● **Exercise tasks**
a - Please translate this sentence from the passage on the church and Christian Nationalism into Spanish: "The integrity of the Faith is at stake."
b - The passage names several social reform movements that it says began in religious conviction. List each one it names specifically.

This is a job for the Church
This article by Nicole Penn in today's Bulwark is solid gold. This is stuff the religious right and the secularist left both get wrong. And the article raises some important questions about the failure of the Church to confess its faith in the face of a burgeoning and destructive heresy.
Three takeaways: first, the Republic's founding philosophy in religious matters is not secularism but pluralism. These are not the same. The Founders' vision was of a nation in which a variety of religions and belief-systems (including secularism) flourished side-by-side, not one in which any were suppressed, discouraged, or banned from the public square.
"Separation of church and state" is no separation of religion and state, but rather a situation in which no belief-system is favored over another or is allowed as such to become a basis for public policy. It's worth noting that the abolitionist movement, the movement against child labor, the civil rights movement, and most of the significant social reform movements in our history have originated in religious conviction, though not in sectarian religious belief.
A corollary: the problem with "evangelical" Trumpism is not that it is religious, but that it ignores that distinction and is based on badly-reasoned and historically aberrant theology. "Christian Nationalism" is, first and foremost, a heresy, and orthodox Christians not only must address it firmly and decisively but have no more choice about it than they had in dealing with Arianism or Pelagianism. The integrity of the Faith is at stake.

● **Information shown**
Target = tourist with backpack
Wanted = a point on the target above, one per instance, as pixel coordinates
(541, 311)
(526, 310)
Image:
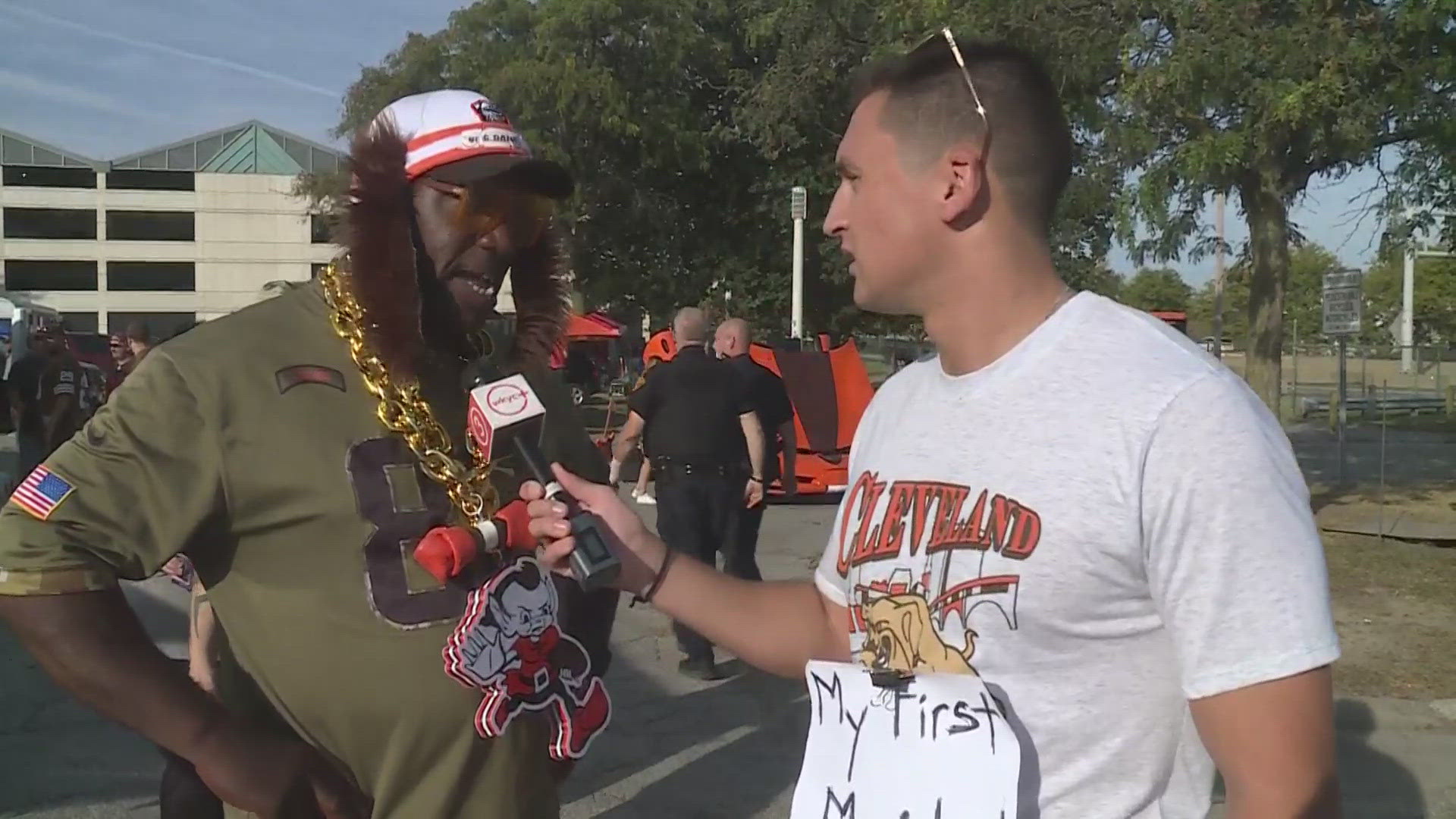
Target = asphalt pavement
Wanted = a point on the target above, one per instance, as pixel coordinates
(677, 748)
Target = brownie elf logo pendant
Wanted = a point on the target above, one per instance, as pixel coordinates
(511, 648)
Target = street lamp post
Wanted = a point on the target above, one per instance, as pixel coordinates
(799, 209)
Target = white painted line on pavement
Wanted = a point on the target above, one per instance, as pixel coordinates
(622, 790)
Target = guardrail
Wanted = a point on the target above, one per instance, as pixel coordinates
(1372, 407)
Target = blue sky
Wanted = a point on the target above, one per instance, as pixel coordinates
(105, 79)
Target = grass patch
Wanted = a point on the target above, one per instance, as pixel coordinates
(1397, 617)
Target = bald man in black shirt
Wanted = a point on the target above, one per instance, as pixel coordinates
(770, 403)
(698, 414)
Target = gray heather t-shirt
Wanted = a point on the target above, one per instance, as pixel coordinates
(1104, 525)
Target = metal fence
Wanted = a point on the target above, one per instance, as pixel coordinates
(1378, 378)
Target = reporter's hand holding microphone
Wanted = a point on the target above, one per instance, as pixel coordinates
(641, 553)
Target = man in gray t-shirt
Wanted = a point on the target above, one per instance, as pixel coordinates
(1069, 510)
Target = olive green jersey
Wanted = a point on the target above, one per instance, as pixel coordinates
(253, 445)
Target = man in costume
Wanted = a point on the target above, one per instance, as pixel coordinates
(296, 452)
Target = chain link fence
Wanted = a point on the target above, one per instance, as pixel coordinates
(1381, 381)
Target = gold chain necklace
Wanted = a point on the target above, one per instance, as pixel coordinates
(405, 411)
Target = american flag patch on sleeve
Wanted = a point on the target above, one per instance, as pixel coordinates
(41, 493)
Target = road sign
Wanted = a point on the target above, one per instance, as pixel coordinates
(799, 202)
(1341, 303)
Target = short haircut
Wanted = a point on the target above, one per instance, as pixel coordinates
(929, 110)
(139, 333)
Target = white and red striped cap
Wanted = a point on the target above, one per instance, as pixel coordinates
(460, 136)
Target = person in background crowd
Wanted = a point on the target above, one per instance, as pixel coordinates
(140, 341)
(61, 392)
(121, 359)
(639, 491)
(696, 416)
(24, 388)
(775, 411)
(255, 433)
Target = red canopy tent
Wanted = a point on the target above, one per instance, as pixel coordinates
(829, 390)
(584, 328)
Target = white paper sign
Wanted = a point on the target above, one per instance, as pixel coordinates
(937, 748)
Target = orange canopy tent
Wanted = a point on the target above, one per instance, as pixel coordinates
(593, 325)
(829, 390)
(584, 328)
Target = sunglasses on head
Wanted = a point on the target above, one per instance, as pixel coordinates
(944, 36)
(484, 207)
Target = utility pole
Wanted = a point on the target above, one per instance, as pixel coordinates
(799, 209)
(1218, 279)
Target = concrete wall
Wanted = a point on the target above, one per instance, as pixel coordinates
(249, 231)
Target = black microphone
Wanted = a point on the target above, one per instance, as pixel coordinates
(507, 406)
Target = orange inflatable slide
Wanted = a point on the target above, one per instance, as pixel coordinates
(829, 390)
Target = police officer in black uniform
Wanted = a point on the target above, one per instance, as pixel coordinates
(770, 404)
(698, 417)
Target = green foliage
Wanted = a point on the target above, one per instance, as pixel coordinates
(1304, 312)
(686, 123)
(1435, 300)
(1257, 98)
(1156, 289)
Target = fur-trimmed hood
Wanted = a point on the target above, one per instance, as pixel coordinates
(382, 261)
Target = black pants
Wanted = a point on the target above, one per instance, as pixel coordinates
(743, 542)
(696, 515)
(182, 793)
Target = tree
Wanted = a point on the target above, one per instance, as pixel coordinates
(1304, 311)
(1257, 98)
(686, 123)
(799, 107)
(1156, 289)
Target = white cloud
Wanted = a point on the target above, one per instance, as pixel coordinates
(169, 50)
(72, 95)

● **Results for the exercise**
a - La integridad de la Fe está en juego.

b -
- the abolitionist movement
- the movement against child labor
- the civil rights movement